PROVIDED PASSAGE:
★ ★ ★

# Battery Cable Recall, any DIYer's



## NickD (Dec 10, 2011)

What year is this? On my 2012, second day found the negative battery was loose, I like to coat this with silicone, screw was tight. Removed the cable and the both and hand filed that terminal so would be a gap in it with a tight screw. Somebody is putting a positive battery terminal on the negative, the negative terminals if 50 mils smaller in diameter than the positive. Only took Chevy three years to discover this. For top terminal batteries, been this way for years so you would not reverse polarity, really had problems trying to install a negative battery terminal on the positive side.

But this was not the only problem, battery cable is not pretinned and crimped into the terminal, that oxidizes causing voltage drops. I drilled mine out by the crimps, cleaned off that corrosion, and soldered it into the cable, not only the negative, but the positive battery terminal as well plus the other end of it with that eye terminal. 

With those five positive battery terminal outlets, just wired brushed those and coated with silicone to help retard corrosion.

But not the only problem, ignition relay contacts, brass plated with silver that not only oxides but sparks eat holes in it. In my lab, can use a constant current source, run 30 amps of current, pulse the solenoid with a pulse generator and use my digital scope that shows both low and high voltages and really get a jagged waveform. not good for getting a clean power on reset voltage to the some odd computer circuits in the Cruze. Contacts were burnt, cleaned them at first and replaced them with a Panasonic relay. Have this thing about stuff made in China, other relay that was showing problem was the high speed radiator fan relay.

★ ★ ★

INSTRUCTION: Summarize the forum post above in three sentences.

INFORMATION SHOWN:
★ ★ ★

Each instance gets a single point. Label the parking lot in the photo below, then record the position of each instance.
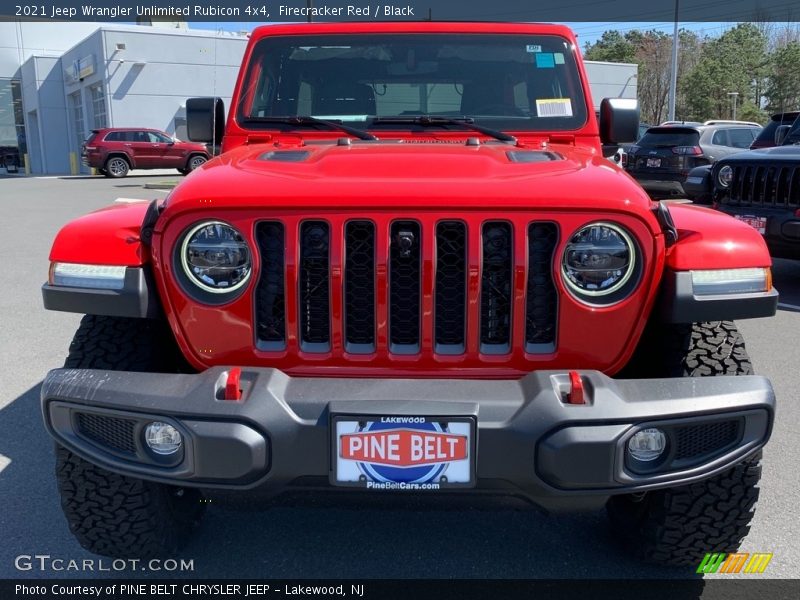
(386, 539)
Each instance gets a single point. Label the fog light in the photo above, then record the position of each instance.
(162, 438)
(647, 445)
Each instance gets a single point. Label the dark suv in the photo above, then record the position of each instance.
(662, 159)
(114, 152)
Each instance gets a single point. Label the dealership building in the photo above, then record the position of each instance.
(58, 81)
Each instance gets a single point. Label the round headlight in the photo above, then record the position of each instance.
(647, 444)
(215, 257)
(598, 260)
(725, 176)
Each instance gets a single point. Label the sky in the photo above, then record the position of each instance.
(587, 32)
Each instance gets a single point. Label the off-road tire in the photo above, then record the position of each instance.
(195, 162)
(108, 513)
(123, 517)
(678, 526)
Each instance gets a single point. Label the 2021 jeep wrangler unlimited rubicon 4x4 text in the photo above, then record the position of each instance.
(410, 271)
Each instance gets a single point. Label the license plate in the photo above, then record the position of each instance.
(757, 223)
(403, 453)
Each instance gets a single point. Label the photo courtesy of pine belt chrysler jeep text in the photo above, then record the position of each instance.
(410, 271)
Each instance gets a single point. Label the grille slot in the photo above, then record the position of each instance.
(302, 298)
(451, 287)
(541, 300)
(764, 186)
(314, 281)
(496, 287)
(359, 286)
(111, 432)
(694, 441)
(270, 294)
(405, 281)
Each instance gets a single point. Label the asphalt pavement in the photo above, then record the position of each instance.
(351, 540)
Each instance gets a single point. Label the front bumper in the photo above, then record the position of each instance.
(530, 441)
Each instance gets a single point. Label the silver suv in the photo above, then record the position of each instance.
(663, 157)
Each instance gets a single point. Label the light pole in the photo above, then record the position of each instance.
(734, 95)
(673, 84)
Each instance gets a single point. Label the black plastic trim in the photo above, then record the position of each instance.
(137, 298)
(679, 304)
(528, 439)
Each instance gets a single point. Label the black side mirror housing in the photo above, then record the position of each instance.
(205, 119)
(619, 120)
(780, 134)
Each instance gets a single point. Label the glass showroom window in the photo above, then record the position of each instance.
(98, 105)
(77, 118)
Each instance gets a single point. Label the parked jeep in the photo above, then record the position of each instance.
(761, 188)
(114, 152)
(411, 271)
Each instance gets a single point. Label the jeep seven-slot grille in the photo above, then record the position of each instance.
(761, 185)
(451, 287)
(345, 270)
(314, 277)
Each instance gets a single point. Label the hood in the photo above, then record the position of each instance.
(421, 172)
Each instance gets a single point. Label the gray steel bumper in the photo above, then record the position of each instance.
(530, 441)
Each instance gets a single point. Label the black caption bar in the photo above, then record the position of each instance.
(438, 589)
(272, 11)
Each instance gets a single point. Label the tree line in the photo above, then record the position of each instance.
(755, 65)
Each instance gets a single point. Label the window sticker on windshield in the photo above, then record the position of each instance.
(545, 60)
(554, 107)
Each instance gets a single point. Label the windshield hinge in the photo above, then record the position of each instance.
(561, 138)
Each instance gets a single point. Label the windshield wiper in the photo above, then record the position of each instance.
(313, 121)
(426, 120)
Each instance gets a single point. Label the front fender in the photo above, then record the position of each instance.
(109, 236)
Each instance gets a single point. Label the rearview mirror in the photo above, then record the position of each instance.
(205, 119)
(619, 120)
(780, 133)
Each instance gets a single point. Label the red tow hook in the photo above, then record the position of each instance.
(575, 395)
(232, 389)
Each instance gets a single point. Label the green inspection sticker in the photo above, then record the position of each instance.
(545, 60)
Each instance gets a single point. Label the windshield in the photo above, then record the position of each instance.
(517, 82)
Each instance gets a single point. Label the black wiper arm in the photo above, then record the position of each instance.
(468, 122)
(305, 120)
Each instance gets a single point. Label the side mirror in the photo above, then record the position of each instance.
(619, 120)
(780, 134)
(205, 119)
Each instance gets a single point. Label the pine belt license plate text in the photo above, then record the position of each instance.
(757, 223)
(403, 453)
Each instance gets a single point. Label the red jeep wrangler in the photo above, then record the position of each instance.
(411, 271)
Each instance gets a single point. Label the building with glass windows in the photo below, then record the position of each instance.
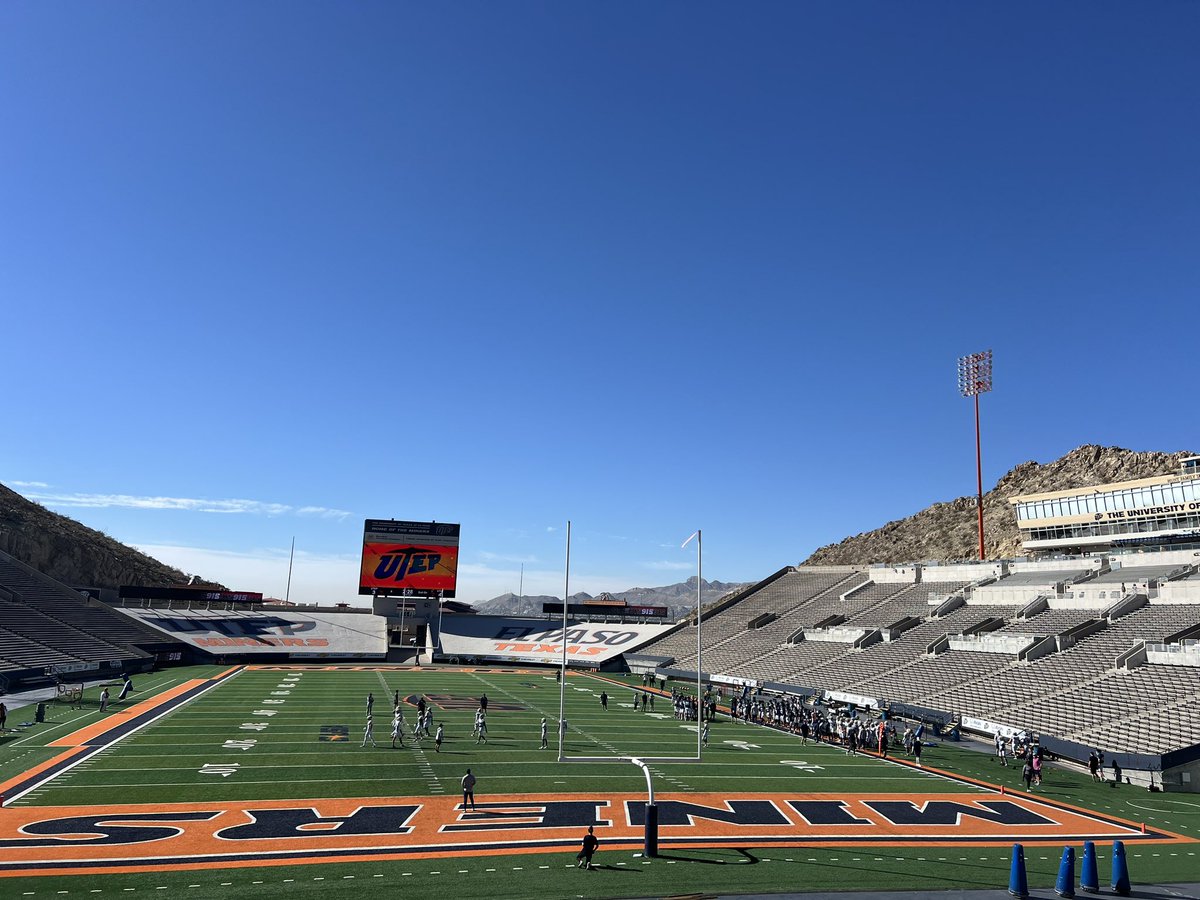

★ ★ ★

THE OUTPUT: On a 2012 Cruze, the writer found the negative battery terminal loose even with its screw tight, because a positive terminal, which is larger in diameter, had been fitted to the negative post, so the writer filed a gap into it to let the screw clamp it. The writer also found that the battery cable was crimped into its terminals without being pretinned, which oxidizes and causes voltage drops, so the joints were drilled out, cleaned, and soldered, and the five positive terminal outlets were wire-brushed and coated with silicone. Finally, the ignition relay's silver-plated brass contacts were burnt and gave a jagged waveform in lab testing, so the writer replaced that relay with a Panasonic one and noted that the high-speed radiator fan relay was also showing a problem.